(Dataset entries)

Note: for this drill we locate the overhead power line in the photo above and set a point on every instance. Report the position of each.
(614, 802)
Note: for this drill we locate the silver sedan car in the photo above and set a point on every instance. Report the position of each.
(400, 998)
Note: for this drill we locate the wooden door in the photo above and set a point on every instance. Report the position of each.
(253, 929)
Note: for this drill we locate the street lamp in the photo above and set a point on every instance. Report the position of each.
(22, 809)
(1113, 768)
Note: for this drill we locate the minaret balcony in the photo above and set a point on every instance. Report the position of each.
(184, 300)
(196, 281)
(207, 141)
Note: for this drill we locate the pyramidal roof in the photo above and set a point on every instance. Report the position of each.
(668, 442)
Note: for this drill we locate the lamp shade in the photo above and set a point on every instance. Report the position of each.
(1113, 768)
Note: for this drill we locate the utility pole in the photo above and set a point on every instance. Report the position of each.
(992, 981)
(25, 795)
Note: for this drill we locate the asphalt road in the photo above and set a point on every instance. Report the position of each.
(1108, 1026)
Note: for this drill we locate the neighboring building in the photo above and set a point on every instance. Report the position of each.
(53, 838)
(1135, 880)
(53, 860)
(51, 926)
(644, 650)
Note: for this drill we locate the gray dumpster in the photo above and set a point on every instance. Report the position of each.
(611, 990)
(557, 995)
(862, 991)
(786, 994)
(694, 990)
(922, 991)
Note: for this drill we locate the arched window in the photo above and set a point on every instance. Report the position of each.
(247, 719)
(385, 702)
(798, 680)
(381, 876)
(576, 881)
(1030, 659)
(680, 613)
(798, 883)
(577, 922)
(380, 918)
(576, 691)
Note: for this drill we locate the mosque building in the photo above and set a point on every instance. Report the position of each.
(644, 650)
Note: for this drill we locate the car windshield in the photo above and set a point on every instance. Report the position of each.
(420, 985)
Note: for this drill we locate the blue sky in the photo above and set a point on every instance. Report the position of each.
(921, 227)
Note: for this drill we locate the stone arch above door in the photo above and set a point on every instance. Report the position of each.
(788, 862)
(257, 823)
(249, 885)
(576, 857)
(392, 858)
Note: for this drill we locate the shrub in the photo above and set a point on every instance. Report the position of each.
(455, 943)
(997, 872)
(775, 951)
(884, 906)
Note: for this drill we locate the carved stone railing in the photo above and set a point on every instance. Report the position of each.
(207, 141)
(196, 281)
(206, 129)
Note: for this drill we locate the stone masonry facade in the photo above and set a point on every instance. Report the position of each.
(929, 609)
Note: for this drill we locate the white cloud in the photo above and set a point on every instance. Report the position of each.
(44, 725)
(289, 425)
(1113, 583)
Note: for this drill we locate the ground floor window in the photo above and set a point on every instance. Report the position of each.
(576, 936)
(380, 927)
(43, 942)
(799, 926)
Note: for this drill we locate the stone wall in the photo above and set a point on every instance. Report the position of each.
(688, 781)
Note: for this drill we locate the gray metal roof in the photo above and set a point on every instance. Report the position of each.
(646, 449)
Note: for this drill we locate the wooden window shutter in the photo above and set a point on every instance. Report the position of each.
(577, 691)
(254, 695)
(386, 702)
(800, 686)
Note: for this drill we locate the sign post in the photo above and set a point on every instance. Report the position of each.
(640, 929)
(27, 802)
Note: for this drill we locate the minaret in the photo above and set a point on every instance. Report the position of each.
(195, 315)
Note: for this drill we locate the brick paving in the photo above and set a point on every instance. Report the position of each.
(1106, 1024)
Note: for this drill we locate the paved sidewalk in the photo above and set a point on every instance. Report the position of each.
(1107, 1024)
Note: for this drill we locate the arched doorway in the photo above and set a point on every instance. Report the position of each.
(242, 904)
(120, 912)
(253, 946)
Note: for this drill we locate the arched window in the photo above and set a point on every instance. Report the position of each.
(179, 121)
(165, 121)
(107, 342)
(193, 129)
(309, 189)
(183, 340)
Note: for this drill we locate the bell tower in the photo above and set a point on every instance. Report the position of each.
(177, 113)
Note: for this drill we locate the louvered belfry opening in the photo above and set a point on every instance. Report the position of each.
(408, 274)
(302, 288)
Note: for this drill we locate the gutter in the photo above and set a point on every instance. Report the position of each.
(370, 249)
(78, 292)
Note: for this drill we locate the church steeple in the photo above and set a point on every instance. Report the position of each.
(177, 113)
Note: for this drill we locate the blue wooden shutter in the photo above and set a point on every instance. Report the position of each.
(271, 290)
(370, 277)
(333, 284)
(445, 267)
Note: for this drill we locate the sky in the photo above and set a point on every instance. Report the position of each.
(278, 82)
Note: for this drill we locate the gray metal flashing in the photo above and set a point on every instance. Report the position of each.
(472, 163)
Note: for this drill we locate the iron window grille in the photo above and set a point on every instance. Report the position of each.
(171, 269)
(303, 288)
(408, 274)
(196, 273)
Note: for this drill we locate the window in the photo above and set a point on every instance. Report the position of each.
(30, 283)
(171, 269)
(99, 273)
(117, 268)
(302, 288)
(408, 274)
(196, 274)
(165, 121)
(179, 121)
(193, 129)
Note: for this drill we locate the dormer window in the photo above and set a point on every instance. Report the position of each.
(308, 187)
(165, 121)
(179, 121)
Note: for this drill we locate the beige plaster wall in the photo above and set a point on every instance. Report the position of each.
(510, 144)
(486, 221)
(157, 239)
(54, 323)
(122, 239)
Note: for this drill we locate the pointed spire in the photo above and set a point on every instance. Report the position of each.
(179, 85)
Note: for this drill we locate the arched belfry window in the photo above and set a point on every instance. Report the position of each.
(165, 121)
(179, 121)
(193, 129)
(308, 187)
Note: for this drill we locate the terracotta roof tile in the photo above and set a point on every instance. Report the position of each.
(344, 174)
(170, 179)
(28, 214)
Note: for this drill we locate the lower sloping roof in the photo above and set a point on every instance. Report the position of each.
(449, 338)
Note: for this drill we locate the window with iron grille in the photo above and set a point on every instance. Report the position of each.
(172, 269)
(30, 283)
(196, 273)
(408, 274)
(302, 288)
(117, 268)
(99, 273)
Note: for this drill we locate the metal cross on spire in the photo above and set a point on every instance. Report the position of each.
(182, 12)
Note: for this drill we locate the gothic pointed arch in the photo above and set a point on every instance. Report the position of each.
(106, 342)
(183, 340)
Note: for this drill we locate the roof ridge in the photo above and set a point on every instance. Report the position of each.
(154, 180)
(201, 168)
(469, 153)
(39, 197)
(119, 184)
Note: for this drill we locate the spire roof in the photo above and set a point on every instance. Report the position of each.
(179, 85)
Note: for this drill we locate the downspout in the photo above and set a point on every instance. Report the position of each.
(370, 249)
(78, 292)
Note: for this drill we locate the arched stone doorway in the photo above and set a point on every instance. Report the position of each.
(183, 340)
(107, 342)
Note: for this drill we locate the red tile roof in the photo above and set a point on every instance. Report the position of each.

- [Given instruction] Copy the data above in full, character for character.

- [The result]
Note: for this drill we locate the overhead power line in the photo above and set a point on every instance. Report the position of each.
(614, 802)
Note: for this drill we locate the silver sedan car in the photo above and set a point on every instance. Report the position of each.
(400, 998)
Note: for this drill we locate the wooden door in the photo above and set a point on every instance. Report the position of each.
(253, 929)
Note: for this drill we locate the street lamp in the photo above and set a point on every instance. Report the position of each.
(22, 809)
(1113, 768)
Note: for this drill we locate the minaret balcony in the photo above and set a point on every instance. Report the position of each.
(184, 300)
(196, 281)
(207, 141)
Note: for this drill we locate the pyramidal roof in the photo above and set a point on every instance. Report the position of each.
(668, 442)
Note: for this drill we locate the lamp shade in the photo above and set a point on every instance. Report the position of each.
(1113, 768)
Note: for this drill we locate the utility pole in the photo above and set a point on every instance. Report the position of each.
(992, 981)
(25, 795)
Note: for this drill we locate the asphalt road in the photo above and set a point on every instance. Report the position of each.
(1108, 1026)
Note: for this drill we locate the neighboring building in the photo above and set a point on every instance. Report the position of each.
(53, 838)
(1135, 880)
(53, 860)
(51, 926)
(644, 650)
Note: for this drill we locate the gray dumpster in the photo above and set a point on every instance. Report the position of each.
(611, 990)
(557, 995)
(862, 991)
(786, 994)
(694, 990)
(922, 991)
Note: for this drill we locate the arched window in the photo above and set a point on every instance. Report the position of each.
(247, 719)
(385, 702)
(798, 680)
(381, 876)
(576, 881)
(1030, 659)
(680, 613)
(798, 883)
(577, 922)
(380, 918)
(576, 691)
Note: for this drill we locate the mosque building in the photo above and set a point on every instance. Report the position of each.
(644, 650)
Note: for this drill we locate the car windshield in the photo above and set a point on every instance. Report the position of each.
(420, 985)
Note: for this drill we locate the blue sky in the photo above and set a point on every instance. Report the position of each.
(921, 227)
Note: for this drill we locate the stone arch above door in the photo above and set a point on every instance. Report the position of each.
(788, 862)
(257, 823)
(249, 885)
(576, 857)
(392, 858)
Note: for this drill we locate the shrub in the photo above and set a point on every instance. Report the position of each.
(455, 943)
(997, 872)
(775, 951)
(884, 906)
Note: for this drill we locate the carved stone railing in the photo above and set a point on every instance. Report the position of each.
(207, 141)
(196, 281)
(206, 129)
Note: for this drill we locate the stone masonry facade in the photo above and set a point on every instance. Report the position of each.
(929, 609)
Note: for this drill we locate the white cloud in the photo above and set a point on every instance. Report the position of each.
(44, 725)
(289, 425)
(1113, 583)
Note: for this drill we locate the ground floor window in the photo above and set a point on every instance. Report the position of each.
(576, 936)
(380, 927)
(43, 942)
(799, 926)
Note: for this drill we locate the stone wall in the photo above and set a point on every instance. Report the position of each.
(688, 781)
Note: for this drill we locate the gray metal roof in the photo above and set a point on every instance. Report the position of each.
(646, 449)
Note: for this drill we locate the wooden window shutter in the photo above and set a point on every instance. Report the position of each.
(577, 691)
(254, 695)
(386, 702)
(800, 686)
Note: for this drill we locate the sign post in the photo above and set a point on every instance. Report the position of each.
(640, 929)
(27, 802)
Note: for this drill we locate the minaret in the photo above and set a point on every instance. Report the position of each.
(195, 315)
Note: for this drill we locate the brick paving in the photo above and set a point on every instance. Report the position of each.
(1106, 1024)
Note: for this drill we locate the paved sidewalk in the photo above and set a point on every instance. Report the position of each.
(1107, 1024)
Note: for this drill we locate the arched doorway in the photo above and set a point on every instance. Report the position of each.
(242, 904)
(120, 912)
(253, 946)
Note: for this drill we locate the arched window in the photo above and set a point on every instance. Report the position of each.
(179, 121)
(165, 121)
(107, 342)
(193, 129)
(309, 189)
(183, 340)
Note: for this drill we locate the bell tower in the photo above and set a point on every instance. Report the position of each.
(177, 113)
Note: for this drill we locate the louvered belfry opening in the photo above and set a point on every instance. Report the position of each.
(408, 274)
(302, 288)
Note: for this drill we locate the gutter in the photo above and set a point on every instance. Report the position of each.
(370, 249)
(78, 292)
Note: for this drill we locate the church steeple in the photo above and set a point on every instance. Report the position of each.
(177, 113)
Note: for this drill we locate the blue wooden shutter in the photo above and set a point on every instance. Report the position of each.
(271, 290)
(370, 277)
(333, 284)
(445, 267)
Note: for this drill we locate the sky in the photo above and set a point on every instance. Report the position of each.
(278, 82)
Note: for this drill we locate the gray metal flashing in the photo above and set a point on every instance. Report the position of each.
(472, 163)
Note: for this drill we locate the iron window grille in the photo above and set a point on every instance. Report the position of each.
(171, 269)
(303, 288)
(408, 274)
(196, 273)
Note: for this drill we locate the window in the photo above and set a point on every instance. Report the position of each.
(30, 283)
(171, 269)
(99, 273)
(117, 268)
(302, 288)
(408, 274)
(196, 274)
(165, 121)
(179, 121)
(193, 129)
Note: for this drill we locate the dormer window in the photo above and set a point on every instance. Report the position of each.
(308, 187)
(165, 121)
(179, 121)
Note: for this drill we locate the beige plaster wall in the photo above and set a point on every instance. Report the position of each.
(510, 144)
(486, 221)
(157, 239)
(54, 323)
(122, 239)
Note: for this drill we locate the pointed spire in the photo above and set a point on every instance. Report the position of each.
(179, 85)
Note: for this drill we locate the arched belfry window in the photo above and set a point on every instance. Report the position of each.
(165, 121)
(179, 121)
(193, 129)
(308, 187)
Note: for this drill we locate the terracotta roof tile in the photo above and set a point on every instance. Report the position of each.
(344, 174)
(170, 179)
(28, 214)
Note: for this drill we locate the lower sloping roof in the photo above and set a point on every instance. Report the position of each.
(449, 338)
Note: for this drill we locate the window with iron grille in the photo above and set a point on every instance. Report the position of each.
(172, 269)
(30, 283)
(196, 273)
(408, 274)
(302, 288)
(117, 268)
(99, 273)
Note: for this drill we locate the metal cross on spire in the photo above and set a point on every instance. Report the position of each.
(182, 12)
Note: for this drill we locate the gothic pointed arch in the photo above and set a point on every instance. Report the position of each.
(106, 342)
(183, 340)
Note: for this drill we locate the roof ridge in the photo above and set a point on every instance. Report the position of each.
(154, 180)
(201, 168)
(469, 153)
(39, 197)
(119, 184)
Note: for this drill we locate the spire roof in the photo above and set a point on every instance. Report the position of each.
(179, 85)
Note: for this drill we locate the downspout in the photo above and set a point on every instance. Report the position of each.
(370, 249)
(78, 292)
Note: for this drill we locate the arched stone doorway in the photo above and set a point on every instance. Report the position of each.
(183, 340)
(107, 342)
Note: for this drill we locate the red tile roof in the photo above and set a point on every instance. Report the position of each.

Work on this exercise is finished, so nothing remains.